DATA FOR PROCESSING:

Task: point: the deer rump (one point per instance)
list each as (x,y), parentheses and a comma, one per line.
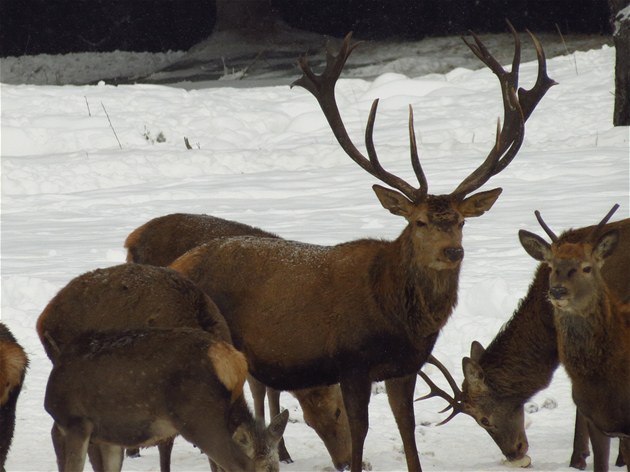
(257,283)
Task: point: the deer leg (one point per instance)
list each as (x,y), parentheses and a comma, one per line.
(273,399)
(601,448)
(580,442)
(400,395)
(258,394)
(58,446)
(624,453)
(112,457)
(96,458)
(165,448)
(356,389)
(76,440)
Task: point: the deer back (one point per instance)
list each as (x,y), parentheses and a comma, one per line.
(123,297)
(138,387)
(163,239)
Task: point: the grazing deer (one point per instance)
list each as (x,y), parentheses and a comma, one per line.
(123,297)
(162,240)
(366,310)
(521,359)
(592,324)
(13,365)
(137,388)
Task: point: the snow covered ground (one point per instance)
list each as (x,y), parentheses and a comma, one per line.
(265,156)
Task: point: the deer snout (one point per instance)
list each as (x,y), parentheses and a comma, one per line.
(558,292)
(454,254)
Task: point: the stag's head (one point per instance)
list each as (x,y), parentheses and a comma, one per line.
(435,221)
(575,279)
(502,417)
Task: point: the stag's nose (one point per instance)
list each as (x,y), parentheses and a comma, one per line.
(454,254)
(558,292)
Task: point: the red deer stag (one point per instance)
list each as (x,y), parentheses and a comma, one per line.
(136,388)
(123,297)
(592,327)
(162,240)
(13,365)
(366,310)
(523,356)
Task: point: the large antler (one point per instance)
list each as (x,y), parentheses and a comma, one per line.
(517,108)
(323,88)
(454,401)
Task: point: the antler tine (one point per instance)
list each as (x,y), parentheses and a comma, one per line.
(608,216)
(530,98)
(438,392)
(454,401)
(323,89)
(544,226)
(378,170)
(415,159)
(513,132)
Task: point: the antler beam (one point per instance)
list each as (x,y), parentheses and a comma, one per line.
(323,89)
(517,108)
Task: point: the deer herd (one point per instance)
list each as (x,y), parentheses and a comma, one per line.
(162,345)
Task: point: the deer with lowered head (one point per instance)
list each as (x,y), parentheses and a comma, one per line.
(592,324)
(521,359)
(162,240)
(365,310)
(135,388)
(120,298)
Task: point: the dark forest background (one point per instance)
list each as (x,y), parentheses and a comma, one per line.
(62,26)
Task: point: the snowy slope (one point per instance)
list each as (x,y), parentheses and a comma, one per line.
(265,156)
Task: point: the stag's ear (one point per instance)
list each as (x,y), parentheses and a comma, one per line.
(479,203)
(535,246)
(606,245)
(476,351)
(473,374)
(393,201)
(277,426)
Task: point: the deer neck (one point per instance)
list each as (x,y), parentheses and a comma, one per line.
(420,298)
(585,337)
(523,356)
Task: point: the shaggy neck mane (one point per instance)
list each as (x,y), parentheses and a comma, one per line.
(521,359)
(585,341)
(421,298)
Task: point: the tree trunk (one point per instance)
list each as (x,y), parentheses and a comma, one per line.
(253,16)
(620,12)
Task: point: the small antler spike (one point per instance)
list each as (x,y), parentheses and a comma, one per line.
(415,159)
(544,226)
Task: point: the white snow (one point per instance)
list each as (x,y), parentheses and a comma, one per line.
(265,156)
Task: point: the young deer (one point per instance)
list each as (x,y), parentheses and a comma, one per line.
(521,359)
(137,388)
(13,365)
(162,240)
(123,297)
(366,310)
(592,324)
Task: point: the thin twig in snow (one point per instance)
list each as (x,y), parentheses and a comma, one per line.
(111,126)
(567,49)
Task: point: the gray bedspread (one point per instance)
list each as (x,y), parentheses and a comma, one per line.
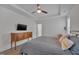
(43,46)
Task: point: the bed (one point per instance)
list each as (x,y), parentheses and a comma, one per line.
(43,46)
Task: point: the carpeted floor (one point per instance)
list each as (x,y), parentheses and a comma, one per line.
(11,51)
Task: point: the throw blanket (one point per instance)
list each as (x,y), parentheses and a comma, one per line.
(65,43)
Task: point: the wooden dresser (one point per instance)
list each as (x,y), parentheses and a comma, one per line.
(19,36)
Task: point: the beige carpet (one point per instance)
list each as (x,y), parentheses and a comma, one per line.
(11,51)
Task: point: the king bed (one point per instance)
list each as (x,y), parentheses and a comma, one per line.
(43,46)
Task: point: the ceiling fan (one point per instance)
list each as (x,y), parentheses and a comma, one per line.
(39,10)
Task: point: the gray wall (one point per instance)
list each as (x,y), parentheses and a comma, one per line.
(8,21)
(74,17)
(52,27)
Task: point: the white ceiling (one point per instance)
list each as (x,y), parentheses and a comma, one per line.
(52,9)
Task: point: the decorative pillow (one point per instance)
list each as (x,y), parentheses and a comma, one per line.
(65,42)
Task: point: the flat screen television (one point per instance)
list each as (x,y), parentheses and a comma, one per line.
(21,27)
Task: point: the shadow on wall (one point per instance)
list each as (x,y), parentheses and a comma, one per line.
(5,39)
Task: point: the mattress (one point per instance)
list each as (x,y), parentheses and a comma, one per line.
(43,46)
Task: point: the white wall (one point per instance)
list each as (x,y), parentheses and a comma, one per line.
(8,21)
(74,16)
(52,27)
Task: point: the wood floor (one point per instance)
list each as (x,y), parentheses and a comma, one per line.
(11,51)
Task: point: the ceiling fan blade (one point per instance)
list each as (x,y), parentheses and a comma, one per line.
(44,11)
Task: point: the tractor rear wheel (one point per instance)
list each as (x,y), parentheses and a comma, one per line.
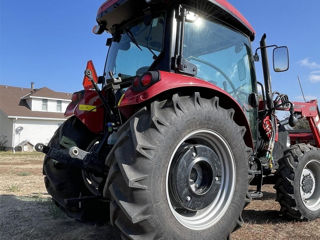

ACTIVITY:
Your answer must be an exact copy of the lines from the line with "Task: point: the mattress" to the final line of the data, both ends included, and no pictures.

OUTPUT BELOW:
Task: point: the mattress (one point per instance)
list each as (x,y), parentheses and a comma, one per line.
(43,46)
Task: point: the white wall (one point per instance)
list each as (x,y), parentheses and a comma, one per line.
(8,21)
(74,16)
(52,27)
Task: point: the wood floor (one point per instance)
list each as (x,y), parentheses and a comma, one per line.
(11,51)
Task: point: the ceiling fan blade (one point per instance)
list each as (x,y), parentheses and a comma, one per line.
(44,11)
Task: point: the tractor rear wheel (one point per instance)
list each as (x,y), parentheses and a comma, one per line.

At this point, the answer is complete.